### WORK TO BE COMPLETED
An answer that reproduces all the entries exactly is what is needed.

[Referring expression data]
┌──
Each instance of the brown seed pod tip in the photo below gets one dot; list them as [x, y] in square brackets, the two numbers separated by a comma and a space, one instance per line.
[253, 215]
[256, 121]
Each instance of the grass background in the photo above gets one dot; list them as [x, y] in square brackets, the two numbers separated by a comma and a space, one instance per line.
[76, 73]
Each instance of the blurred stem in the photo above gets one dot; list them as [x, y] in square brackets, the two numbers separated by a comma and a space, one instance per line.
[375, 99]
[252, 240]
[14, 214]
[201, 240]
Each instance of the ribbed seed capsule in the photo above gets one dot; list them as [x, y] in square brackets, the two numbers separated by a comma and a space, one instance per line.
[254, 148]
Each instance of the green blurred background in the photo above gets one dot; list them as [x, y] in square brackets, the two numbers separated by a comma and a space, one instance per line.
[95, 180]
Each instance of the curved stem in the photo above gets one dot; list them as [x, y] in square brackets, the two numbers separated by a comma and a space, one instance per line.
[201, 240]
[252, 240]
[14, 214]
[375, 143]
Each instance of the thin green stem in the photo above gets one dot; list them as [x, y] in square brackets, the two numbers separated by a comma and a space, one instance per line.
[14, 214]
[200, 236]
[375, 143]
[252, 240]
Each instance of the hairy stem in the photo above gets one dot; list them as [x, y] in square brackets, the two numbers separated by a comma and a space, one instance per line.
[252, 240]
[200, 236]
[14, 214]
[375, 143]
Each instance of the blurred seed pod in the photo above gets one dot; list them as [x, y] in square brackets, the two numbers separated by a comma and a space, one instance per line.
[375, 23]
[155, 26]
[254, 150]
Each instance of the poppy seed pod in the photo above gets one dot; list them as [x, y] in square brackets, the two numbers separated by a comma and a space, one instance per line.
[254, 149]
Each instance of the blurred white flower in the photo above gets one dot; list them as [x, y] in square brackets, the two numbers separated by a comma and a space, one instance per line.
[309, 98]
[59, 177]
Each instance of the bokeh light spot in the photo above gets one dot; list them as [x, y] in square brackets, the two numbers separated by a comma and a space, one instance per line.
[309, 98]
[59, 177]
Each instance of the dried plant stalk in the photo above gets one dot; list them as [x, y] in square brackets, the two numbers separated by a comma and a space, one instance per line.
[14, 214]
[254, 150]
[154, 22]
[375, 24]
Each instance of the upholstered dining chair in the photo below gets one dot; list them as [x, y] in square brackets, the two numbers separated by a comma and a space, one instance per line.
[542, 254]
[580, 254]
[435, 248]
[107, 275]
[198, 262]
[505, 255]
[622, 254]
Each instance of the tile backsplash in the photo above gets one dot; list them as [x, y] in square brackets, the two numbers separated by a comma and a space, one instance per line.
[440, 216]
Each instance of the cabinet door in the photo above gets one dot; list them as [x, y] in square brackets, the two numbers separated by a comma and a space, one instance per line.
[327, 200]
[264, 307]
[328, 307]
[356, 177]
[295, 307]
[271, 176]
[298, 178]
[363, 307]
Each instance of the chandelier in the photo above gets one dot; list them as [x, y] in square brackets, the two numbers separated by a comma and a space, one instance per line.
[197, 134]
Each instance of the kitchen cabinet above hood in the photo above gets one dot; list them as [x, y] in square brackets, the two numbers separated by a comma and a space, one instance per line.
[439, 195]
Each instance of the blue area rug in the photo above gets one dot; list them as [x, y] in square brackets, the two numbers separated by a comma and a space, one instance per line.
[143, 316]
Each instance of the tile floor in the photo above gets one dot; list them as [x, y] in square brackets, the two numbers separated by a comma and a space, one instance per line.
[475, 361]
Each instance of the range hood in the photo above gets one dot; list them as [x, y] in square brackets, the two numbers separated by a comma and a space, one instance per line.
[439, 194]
└──
### RESPONSE TO THE TASK
Each instance of the brown seed pod tip in the photo below gets one dot; list them as [x, y] in square brackets, the two numbers separated by a comma and a space, one instance per line.
[253, 215]
[256, 121]
Each instance of the grass background in the photo above gets one dot; list them as [x, y] in square brackets, the two numbers separated by a comma and a space, one instance per line.
[76, 73]
Each instance of the blurred stem in the photo above gets one dot; list them as [x, y] in square brackets, the two numbers separated by a comma and a space, one instance per line.
[375, 99]
[252, 240]
[14, 214]
[201, 240]
Each instance of the ribbed seed capsule in the photo above gets one dot; list them as [x, y] in square brackets, the two numbers separated by a comma and a space, one instance per line.
[254, 148]
Each instance of the green blurred background in the photo above gets one dot; list them as [x, y] in square brackets, the two numbers separated by a comma and a space, one instance per line.
[95, 180]
Each instance of the curved stem in the photo above gets one dot; list them as [x, y] in square brackets, the two numbers separated by a comma and a space, one instance per line.
[201, 240]
[252, 240]
[14, 214]
[375, 143]
Each instance of the thin green stem in the photo above gets one dot; list them as [x, y] in square brackets, the two numbers separated by a comma and a space, one instance per line.
[14, 214]
[200, 236]
[375, 143]
[252, 240]
Each instance of the hairy stem in the photo above gets one dot; list them as [x, y] in square brackets, the two numbers separated by a comma and a space, one instance per line.
[252, 240]
[200, 236]
[14, 214]
[375, 143]
Each instance of the blurred seed pod in the photo above gets one dot; list them as [x, y] in square brackets, the two numbers separated by a comma and a space, one instance per line.
[375, 23]
[155, 26]
[254, 150]
Each instance of the poppy seed pod in the photo above gets one dot; list them as [x, y] in square brackets, the two numbers separated by a comma and a space, one instance per line.
[254, 149]
Each instance of the blurred white flower in the photo above gets one dot; list them as [x, y] in square brackets, the two numbers separated by a comma and a space, one instance per line.
[309, 98]
[59, 177]
Each instance of the bokeh light spot in the photo above gets one dot; list them as [x, y] in square brackets, the two numbers separated by a comma and a space, one instance per line.
[309, 98]
[59, 177]
Each instance of the dried plant stalk in the photo above gets one dot; list them as [x, y] in square brackets, the two numbers separated by a comma and a space, one instance per line.
[14, 214]
[254, 150]
[154, 22]
[375, 24]
Each instance of the upholstered dining chair in the photo below gets one dot; list them as [x, y] in square brackets, the two numbers separated by a comma and a space, one instance per line.
[542, 254]
[580, 254]
[435, 248]
[107, 275]
[198, 262]
[505, 255]
[622, 254]
Each instance of the tile backsplash in the photo above gets one dot; list them as [x, y] in square brackets, the two numbers separated by a comma and a space, one instance per line.
[440, 216]
Each instance of the cabinet door in the photo above gets one dot; list them as [x, y] in square brackets, the two numbers separated by a comma and a space, one instance per line.
[327, 200]
[264, 307]
[328, 307]
[356, 177]
[295, 307]
[271, 176]
[298, 178]
[363, 307]
Each instance of the chandelier in the photo above gets one dot; list them as [x, y] in square brackets, the two numbers separated by a comma and a space, one instance per line.
[197, 134]
Each instance of the kitchen cabinet above hood in the photo above gets one dot; list them as [x, y] in square brackets, the two numbers separated by a comma and a space, one instance per line.
[439, 195]
Each instance of the blue area rug in the photo above gets one dot; list them as [x, y] in square brackets, the two numbers separated by a comma and a space, one instance per line.
[143, 316]
Each instance of the tile floor in the photo above gets one dot; list them as [x, y] in square brackets, the two numbers separated by a comma and a space, one instance per line.
[475, 361]
Each instance of the range hood in the photo above gets one dot; list them as [x, y] in square brackets, the two numbers separated by a comma and a space, one instance per line.
[439, 194]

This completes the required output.